Mr. Speaker, I am pleased to have an opportunity to have a few words at this point in the debate over the budget implementation bill.
First there is the overall situation within which the budget is being considered, and then there are the issues that the budget is silent on, where it could deal with some of the confidence issues that I think Canadians are very concerned about at the present time.
The budget implementation bill is within the context of a stimulus approach that the government initiated with the support of all parties in the House, I believe, certainly of this party. The objective of the stimulus package was to look at infrastructure in particular from coast to coast to coast, with municipal levels of government, the construction industries and the future needs of the country, to invest in literally thousands of projects. These projects would add value and create confidence. Investors and those looking particularly at small business expansion would see this as a background for the confidence needed to make their decisions. The stimulus package, to some extent, has been successful in doing that.

* _STATED GOAL_:
Print the speech on the budget implementation bill in full, word for word.

* _DATA EXCERPT_:
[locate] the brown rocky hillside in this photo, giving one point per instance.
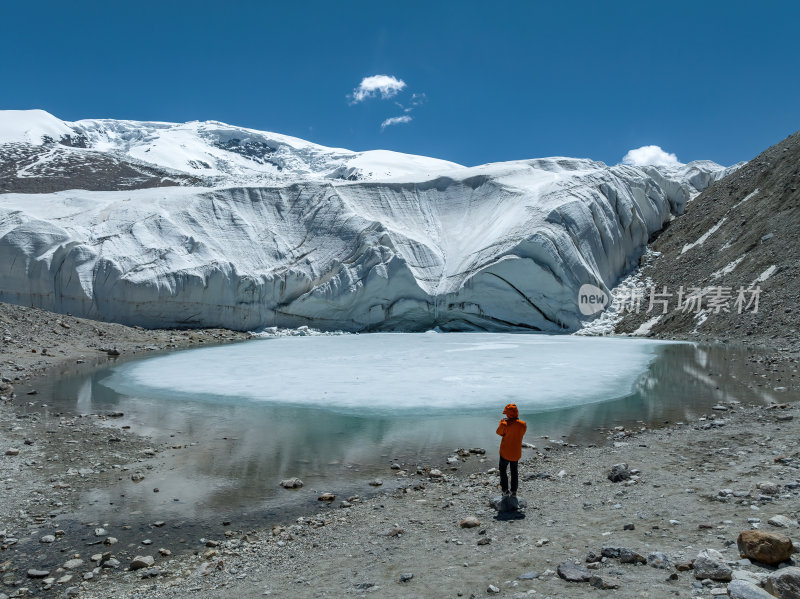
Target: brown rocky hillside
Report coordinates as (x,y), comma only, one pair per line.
(741,232)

* _REPLY_:
Mr. Speaker, I am pleased to have an opportunity to have a few words at this point in the debate over the budget implementation bill.
First there is the overall situation within which the budget is being considered, and then there are the issues that the budget is silent on, where it could deal with some of the confidence issues that I think Canadians are very concerned about at the present time.
The budget implementation bill is within the context of a stimulus approach that the government initiated with the support of all parties in the House, I believe, certainly of this party. The objective of the stimulus package was to look at infrastructure in particular from coast to coast to coast, with municipal levels of government, the construction industries and the future needs of the country, to invest in literally thousands of projects. These projects would add value and create confidence. Investors and those looking particularly at small business expansion would see this as a background for the confidence needed to make their decisions. The stimulus package, to some extent, has been successful in doing that.